» WHAT IS REQUIRED: Show every line of the data below that contains the string "shirt", treating uppercase and lowercase letters as distinct.
** start DATASET ENTRIES **
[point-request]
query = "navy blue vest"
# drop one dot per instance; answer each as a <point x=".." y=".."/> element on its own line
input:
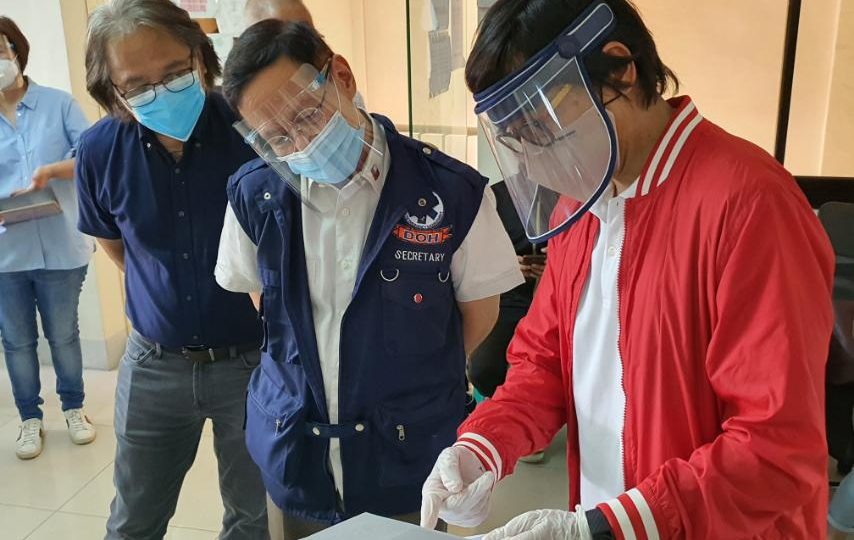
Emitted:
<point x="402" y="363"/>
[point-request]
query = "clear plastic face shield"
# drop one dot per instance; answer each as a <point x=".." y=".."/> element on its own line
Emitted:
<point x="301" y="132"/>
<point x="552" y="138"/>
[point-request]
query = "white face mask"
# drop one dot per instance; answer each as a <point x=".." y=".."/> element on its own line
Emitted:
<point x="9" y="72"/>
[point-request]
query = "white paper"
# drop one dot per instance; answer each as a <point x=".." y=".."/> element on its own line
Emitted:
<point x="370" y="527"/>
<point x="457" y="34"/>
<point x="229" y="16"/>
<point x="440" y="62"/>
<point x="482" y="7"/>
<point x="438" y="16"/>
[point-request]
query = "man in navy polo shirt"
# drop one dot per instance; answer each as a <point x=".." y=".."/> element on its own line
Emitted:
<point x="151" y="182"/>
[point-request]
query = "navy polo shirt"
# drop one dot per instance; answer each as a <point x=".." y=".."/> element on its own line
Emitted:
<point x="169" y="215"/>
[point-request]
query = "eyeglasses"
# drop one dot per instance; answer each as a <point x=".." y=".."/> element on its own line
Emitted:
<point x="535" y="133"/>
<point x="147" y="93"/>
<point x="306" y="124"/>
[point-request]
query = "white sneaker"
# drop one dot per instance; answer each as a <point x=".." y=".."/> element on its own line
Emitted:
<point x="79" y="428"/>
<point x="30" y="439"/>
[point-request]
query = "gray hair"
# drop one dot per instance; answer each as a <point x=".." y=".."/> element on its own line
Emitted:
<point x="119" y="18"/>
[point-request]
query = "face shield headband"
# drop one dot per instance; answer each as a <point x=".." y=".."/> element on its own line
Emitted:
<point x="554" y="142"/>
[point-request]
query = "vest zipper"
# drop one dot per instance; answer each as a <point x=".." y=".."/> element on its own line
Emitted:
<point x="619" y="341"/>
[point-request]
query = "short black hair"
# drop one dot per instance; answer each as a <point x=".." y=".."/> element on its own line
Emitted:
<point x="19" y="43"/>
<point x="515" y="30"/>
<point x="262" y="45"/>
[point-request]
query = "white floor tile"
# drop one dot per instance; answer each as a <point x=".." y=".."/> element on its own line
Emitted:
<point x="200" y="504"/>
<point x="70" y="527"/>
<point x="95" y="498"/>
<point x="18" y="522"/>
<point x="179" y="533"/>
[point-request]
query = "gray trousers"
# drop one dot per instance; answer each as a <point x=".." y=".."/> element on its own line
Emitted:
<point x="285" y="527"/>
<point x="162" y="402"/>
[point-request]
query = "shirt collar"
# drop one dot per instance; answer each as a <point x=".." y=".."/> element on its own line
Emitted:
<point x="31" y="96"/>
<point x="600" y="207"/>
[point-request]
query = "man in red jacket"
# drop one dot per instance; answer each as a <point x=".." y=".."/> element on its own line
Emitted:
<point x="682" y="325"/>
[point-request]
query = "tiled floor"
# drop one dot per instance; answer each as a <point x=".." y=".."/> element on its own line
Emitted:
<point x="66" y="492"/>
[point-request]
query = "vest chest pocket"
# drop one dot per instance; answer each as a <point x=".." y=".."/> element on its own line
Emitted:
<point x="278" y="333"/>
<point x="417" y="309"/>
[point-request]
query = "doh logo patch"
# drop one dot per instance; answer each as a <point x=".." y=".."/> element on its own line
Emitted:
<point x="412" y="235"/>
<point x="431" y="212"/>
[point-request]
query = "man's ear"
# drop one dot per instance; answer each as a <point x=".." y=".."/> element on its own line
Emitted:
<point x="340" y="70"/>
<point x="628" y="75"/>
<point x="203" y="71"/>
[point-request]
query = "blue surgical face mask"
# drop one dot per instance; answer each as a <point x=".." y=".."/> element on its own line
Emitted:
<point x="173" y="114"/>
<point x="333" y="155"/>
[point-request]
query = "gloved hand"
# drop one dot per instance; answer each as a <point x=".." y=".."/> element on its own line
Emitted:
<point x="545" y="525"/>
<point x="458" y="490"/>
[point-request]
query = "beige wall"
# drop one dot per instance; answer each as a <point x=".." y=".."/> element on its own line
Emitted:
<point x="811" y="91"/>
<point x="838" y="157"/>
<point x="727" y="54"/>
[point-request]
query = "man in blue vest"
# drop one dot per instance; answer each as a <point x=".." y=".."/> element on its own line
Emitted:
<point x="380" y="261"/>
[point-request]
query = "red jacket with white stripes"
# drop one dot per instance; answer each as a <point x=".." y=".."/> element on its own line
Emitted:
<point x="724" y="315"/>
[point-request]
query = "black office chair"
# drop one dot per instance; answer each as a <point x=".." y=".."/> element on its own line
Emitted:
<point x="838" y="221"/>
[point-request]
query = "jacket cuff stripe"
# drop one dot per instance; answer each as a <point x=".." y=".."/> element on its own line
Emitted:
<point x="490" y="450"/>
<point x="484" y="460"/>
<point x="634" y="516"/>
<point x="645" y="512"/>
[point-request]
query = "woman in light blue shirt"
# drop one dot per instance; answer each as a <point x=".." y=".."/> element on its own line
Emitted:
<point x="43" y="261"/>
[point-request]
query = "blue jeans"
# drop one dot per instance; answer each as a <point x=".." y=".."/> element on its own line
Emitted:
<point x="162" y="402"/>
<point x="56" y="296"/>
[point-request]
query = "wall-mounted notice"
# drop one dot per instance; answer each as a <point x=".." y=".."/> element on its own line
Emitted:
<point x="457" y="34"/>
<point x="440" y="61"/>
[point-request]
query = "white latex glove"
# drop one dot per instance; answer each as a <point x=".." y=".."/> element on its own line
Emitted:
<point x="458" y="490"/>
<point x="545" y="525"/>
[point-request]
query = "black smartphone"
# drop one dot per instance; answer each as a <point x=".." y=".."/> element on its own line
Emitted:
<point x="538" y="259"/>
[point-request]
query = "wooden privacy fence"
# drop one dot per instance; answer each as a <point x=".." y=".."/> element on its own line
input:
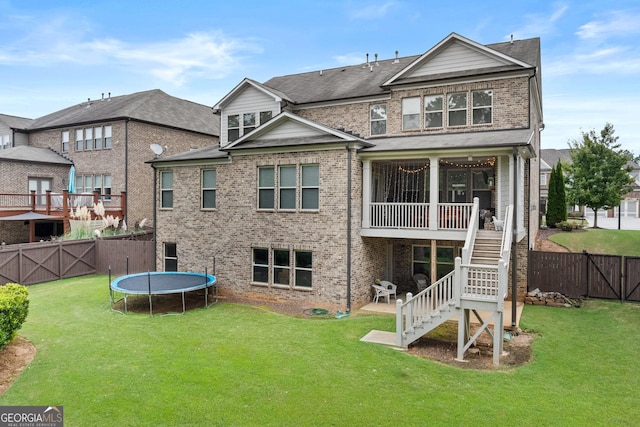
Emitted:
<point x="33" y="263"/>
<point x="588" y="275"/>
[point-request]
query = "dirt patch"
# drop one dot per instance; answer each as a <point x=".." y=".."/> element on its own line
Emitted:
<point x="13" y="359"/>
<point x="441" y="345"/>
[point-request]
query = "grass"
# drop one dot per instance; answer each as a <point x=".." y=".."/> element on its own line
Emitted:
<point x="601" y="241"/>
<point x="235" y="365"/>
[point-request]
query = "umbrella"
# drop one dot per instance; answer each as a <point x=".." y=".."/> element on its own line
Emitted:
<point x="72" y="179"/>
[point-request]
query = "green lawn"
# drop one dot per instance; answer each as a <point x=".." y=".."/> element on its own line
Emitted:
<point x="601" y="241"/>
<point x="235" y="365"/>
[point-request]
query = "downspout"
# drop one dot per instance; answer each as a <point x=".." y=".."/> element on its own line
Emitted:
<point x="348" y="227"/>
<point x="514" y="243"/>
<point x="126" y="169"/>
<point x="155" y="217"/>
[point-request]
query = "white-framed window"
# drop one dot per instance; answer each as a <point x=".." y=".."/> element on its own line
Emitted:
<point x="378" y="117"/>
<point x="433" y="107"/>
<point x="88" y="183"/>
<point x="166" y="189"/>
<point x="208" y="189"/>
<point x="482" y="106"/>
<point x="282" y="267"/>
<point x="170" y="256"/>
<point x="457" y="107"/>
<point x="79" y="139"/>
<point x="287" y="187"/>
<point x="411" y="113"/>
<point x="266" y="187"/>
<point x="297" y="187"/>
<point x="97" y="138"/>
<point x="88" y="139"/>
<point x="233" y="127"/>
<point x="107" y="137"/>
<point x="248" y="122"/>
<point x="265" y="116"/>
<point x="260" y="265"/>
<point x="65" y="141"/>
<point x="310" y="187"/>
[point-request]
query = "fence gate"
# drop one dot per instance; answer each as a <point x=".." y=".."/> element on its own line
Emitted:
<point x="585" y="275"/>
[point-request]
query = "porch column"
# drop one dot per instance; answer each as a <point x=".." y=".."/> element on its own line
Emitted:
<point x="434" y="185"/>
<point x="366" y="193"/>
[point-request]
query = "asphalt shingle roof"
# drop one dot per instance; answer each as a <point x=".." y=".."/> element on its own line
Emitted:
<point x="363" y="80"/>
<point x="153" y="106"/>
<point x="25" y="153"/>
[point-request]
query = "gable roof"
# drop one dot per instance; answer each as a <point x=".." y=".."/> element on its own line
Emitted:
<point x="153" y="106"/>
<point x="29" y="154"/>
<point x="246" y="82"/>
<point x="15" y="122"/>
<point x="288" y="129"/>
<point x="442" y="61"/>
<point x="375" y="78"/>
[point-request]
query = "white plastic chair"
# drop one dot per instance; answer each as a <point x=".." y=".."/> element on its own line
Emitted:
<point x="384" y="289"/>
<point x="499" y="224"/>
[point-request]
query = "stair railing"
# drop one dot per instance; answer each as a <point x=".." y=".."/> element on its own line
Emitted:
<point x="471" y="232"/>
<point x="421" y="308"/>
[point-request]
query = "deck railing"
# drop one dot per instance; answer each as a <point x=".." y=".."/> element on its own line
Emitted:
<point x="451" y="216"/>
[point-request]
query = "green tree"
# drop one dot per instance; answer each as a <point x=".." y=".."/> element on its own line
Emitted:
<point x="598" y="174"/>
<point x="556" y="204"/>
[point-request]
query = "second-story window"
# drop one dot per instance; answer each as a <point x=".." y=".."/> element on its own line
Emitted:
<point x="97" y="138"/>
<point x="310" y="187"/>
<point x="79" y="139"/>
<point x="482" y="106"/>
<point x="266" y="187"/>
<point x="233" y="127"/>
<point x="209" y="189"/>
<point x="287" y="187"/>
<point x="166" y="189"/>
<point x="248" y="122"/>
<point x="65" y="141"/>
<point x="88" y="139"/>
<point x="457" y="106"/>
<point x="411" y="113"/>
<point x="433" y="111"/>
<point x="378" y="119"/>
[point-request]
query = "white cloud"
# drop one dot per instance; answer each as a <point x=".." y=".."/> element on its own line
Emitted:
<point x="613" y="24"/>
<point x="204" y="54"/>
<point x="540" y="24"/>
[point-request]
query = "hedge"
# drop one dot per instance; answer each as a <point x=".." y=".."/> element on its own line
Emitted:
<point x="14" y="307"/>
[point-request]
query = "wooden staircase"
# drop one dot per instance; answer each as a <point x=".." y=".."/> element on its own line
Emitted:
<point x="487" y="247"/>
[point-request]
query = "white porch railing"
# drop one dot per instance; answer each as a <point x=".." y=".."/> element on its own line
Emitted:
** end DATASET ENTRIES **
» RESPONSE TO THE EXERCISE:
query = "man in navy polo shirt"
query = "navy polo shirt"
query = "shirt collar"
query = "woman in light blue shirt"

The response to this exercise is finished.